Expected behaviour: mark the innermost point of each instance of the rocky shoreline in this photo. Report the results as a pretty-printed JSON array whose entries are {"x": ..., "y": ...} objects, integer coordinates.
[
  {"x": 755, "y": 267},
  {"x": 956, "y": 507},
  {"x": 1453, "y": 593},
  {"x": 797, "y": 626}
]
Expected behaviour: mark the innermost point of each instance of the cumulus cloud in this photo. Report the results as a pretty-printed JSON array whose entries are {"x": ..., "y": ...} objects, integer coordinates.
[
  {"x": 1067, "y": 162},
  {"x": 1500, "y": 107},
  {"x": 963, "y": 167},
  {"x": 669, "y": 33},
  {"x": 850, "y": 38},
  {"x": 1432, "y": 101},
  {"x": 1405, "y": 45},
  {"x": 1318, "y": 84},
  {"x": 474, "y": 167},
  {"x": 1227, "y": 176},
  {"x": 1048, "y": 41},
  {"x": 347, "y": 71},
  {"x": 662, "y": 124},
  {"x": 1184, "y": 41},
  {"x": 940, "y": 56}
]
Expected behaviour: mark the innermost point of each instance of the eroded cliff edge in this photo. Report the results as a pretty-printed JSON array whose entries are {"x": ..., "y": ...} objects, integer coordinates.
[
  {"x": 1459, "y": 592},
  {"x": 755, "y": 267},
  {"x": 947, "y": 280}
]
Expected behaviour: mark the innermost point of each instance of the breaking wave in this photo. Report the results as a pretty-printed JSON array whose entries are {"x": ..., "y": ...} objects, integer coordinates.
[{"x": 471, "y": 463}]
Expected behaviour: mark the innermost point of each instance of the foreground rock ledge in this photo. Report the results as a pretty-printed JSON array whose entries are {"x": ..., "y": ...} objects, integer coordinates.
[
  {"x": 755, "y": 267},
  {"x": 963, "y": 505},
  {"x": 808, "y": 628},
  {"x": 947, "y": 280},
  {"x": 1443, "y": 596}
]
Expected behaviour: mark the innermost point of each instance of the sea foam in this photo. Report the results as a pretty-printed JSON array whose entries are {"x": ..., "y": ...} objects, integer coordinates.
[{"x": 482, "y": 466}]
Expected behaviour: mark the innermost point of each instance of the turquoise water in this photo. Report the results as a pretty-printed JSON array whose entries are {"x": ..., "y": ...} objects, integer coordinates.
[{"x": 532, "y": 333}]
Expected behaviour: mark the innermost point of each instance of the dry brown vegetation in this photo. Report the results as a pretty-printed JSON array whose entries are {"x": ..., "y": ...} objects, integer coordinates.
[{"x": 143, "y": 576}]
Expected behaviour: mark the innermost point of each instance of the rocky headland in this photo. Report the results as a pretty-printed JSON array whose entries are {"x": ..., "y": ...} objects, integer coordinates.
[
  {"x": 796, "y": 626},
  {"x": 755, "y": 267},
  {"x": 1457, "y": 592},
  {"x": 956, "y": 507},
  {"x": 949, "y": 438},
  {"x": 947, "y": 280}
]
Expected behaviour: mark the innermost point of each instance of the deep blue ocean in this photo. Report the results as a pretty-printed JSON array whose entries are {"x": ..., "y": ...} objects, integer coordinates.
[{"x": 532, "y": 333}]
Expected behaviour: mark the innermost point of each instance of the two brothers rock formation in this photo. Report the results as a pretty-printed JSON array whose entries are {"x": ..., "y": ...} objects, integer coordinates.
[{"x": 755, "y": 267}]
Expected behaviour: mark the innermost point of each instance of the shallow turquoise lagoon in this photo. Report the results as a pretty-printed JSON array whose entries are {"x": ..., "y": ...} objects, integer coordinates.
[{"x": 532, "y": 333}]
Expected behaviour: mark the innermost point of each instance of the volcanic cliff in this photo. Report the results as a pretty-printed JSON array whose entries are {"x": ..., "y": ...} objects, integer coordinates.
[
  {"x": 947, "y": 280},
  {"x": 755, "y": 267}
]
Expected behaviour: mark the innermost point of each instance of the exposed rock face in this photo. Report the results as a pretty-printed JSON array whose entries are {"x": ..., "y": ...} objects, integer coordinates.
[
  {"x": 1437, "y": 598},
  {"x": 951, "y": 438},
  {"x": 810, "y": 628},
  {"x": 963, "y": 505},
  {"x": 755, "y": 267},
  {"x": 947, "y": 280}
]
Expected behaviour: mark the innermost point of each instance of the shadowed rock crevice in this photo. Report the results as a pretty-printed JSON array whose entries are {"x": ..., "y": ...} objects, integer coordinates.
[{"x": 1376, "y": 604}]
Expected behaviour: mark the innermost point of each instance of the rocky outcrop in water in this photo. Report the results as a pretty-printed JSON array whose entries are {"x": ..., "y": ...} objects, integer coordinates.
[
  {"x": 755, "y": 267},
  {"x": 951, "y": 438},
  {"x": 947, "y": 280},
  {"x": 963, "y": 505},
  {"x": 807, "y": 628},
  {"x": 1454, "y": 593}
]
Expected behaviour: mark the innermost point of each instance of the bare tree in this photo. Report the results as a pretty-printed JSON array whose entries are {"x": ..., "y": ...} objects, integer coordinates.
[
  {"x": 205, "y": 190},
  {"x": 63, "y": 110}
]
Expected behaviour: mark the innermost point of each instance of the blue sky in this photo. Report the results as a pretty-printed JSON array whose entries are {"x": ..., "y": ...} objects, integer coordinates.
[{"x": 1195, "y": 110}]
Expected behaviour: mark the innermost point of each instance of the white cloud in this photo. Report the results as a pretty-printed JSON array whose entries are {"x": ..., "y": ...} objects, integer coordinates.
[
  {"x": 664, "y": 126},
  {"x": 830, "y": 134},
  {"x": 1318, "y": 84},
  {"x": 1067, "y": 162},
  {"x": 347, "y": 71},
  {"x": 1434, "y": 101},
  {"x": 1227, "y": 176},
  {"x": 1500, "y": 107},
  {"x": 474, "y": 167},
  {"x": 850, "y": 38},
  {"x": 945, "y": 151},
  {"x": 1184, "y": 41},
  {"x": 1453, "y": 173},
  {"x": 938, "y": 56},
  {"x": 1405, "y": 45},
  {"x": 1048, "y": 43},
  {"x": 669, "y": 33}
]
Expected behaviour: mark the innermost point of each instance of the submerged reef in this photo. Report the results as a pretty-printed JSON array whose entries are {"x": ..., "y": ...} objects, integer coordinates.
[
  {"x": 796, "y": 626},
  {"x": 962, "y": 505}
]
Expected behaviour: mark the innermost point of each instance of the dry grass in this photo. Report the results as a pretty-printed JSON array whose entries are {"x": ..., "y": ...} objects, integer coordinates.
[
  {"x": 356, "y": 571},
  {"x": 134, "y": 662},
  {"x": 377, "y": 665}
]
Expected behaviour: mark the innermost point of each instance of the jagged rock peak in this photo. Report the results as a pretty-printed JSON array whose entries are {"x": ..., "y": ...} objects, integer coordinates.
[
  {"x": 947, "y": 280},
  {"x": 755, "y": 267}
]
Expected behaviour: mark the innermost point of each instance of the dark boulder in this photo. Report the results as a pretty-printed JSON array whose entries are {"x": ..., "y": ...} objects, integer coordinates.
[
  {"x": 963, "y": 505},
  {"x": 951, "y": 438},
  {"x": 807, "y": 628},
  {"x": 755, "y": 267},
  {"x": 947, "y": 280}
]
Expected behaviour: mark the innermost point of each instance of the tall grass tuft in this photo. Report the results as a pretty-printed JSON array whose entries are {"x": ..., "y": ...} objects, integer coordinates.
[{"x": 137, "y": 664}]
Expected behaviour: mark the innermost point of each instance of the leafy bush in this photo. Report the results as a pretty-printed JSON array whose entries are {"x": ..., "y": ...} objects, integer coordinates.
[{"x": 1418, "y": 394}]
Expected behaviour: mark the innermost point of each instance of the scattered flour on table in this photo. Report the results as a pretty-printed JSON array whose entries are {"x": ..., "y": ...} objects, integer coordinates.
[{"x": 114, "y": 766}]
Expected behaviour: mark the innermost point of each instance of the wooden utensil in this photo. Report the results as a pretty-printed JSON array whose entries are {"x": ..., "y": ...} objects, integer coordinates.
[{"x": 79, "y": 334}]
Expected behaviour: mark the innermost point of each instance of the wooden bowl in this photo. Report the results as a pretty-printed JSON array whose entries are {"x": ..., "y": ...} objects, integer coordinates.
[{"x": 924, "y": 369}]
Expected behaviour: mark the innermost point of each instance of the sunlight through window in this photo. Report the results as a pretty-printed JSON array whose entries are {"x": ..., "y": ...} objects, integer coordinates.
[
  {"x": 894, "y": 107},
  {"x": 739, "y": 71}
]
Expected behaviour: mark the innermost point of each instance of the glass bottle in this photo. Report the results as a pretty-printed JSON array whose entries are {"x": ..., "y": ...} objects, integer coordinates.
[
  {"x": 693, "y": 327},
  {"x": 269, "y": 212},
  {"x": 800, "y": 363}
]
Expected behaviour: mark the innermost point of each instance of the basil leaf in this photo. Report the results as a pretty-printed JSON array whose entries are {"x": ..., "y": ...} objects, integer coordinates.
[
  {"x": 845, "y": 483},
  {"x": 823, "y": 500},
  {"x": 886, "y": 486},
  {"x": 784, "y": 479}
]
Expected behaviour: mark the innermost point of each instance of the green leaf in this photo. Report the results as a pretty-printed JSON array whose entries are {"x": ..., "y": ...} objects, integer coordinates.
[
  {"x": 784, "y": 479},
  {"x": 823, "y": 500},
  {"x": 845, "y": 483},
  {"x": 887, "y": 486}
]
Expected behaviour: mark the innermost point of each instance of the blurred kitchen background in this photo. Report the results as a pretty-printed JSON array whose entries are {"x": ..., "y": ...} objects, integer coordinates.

### Problem details
Output an exact copy of the lines beginning at the one that holds "the wooden utensil" and running through the final line of the records.

### Solution to this task
Expected behaviour: mark the innermost point of each instance of the wooden utensil in this photo. Report the results as a pretty-printed JSON array whose entries are {"x": ..., "y": ...} objects, integer coordinates.
[{"x": 79, "y": 334}]
Expected behaviour: mark the innermost point of each instance of the wooden bowl in this photo. Report the results as a pretty-printed JSON array whose entries are {"x": ..., "y": ...} objects, integer coordinates.
[{"x": 924, "y": 369}]
Expected behaviour: mark the innermost point of each instance of the sunlight through window in this photo. Report the results as a pretty-printed JSON array whose entries are {"x": ..., "y": ...} objects, integer coordinates.
[
  {"x": 894, "y": 107},
  {"x": 739, "y": 71}
]
Expected behaviour: mark the innermost point of each instance of the glass bottle in this photo. Report the results as a pretty-printed JSON array whose entries are {"x": ..., "y": ...} objects, integer coordinates.
[
  {"x": 693, "y": 327},
  {"x": 269, "y": 212},
  {"x": 800, "y": 363}
]
Expected behaviour: mark the innermost point of each instance of the basil leaf in this photo. Report the results as a pretty-printed JSON array whose entries are {"x": ..., "y": ...} objects, integer coordinates.
[
  {"x": 845, "y": 483},
  {"x": 823, "y": 500},
  {"x": 886, "y": 486},
  {"x": 784, "y": 479}
]
Expected behaviour: mark the innermost point of each instance of the green leaf in this photo. Report the results as a pretty-printed JSON array whose entries are {"x": ..., "y": ...} objects, integer coordinates.
[
  {"x": 784, "y": 479},
  {"x": 823, "y": 500},
  {"x": 845, "y": 483},
  {"x": 887, "y": 486}
]
Expected behaviour: mark the innermost point of each instance of the blurred kitchen background in this photo. Report the results as a pretty-printed JSON array whose entries are {"x": ..., "y": ...} objects, integer coordinates.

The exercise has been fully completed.